#### [Task requirements]
Rescale the stretch from the line containing "A single point marks each instance of the sky, shaped" through the line containing "<point>75,111</point>". Rewrite every line in it, including the requests. Multiply each coordinate of the reported points by 0.25 and round to whole numbers, with halves going up. Keep the coordinates in the requests and their sample points unchanged.

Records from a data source
* Begin *

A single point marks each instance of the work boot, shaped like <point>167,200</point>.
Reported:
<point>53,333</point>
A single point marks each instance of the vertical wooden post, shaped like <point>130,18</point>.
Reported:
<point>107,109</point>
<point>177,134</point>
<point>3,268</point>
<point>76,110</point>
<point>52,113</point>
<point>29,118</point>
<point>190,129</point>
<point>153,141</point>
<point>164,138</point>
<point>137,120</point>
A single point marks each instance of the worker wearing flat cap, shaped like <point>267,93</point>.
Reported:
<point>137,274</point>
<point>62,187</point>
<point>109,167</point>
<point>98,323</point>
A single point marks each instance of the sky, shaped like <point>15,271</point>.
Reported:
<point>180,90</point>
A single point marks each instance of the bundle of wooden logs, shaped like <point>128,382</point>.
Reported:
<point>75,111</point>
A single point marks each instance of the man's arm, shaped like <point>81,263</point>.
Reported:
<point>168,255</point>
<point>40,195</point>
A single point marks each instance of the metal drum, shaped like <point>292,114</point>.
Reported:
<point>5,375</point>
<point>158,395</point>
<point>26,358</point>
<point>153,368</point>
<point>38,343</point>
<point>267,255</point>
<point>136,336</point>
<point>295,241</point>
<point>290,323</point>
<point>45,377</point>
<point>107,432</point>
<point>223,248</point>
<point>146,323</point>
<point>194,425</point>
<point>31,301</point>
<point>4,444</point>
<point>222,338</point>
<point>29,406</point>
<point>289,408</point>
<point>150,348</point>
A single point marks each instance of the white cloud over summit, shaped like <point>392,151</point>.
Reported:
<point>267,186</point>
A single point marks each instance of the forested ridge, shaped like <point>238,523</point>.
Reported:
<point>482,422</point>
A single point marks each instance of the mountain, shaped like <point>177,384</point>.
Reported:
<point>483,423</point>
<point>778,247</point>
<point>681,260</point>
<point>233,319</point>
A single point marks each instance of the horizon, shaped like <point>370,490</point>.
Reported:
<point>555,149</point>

* End *

#### [Solution to the exercise]
A single point marks each instance of the sky, shaped like <point>15,271</point>.
Reported:
<point>45,23</point>
A single point marks each instance of the bundle of wooden logs, shaped like <point>128,382</point>.
Reported:
<point>19,28</point>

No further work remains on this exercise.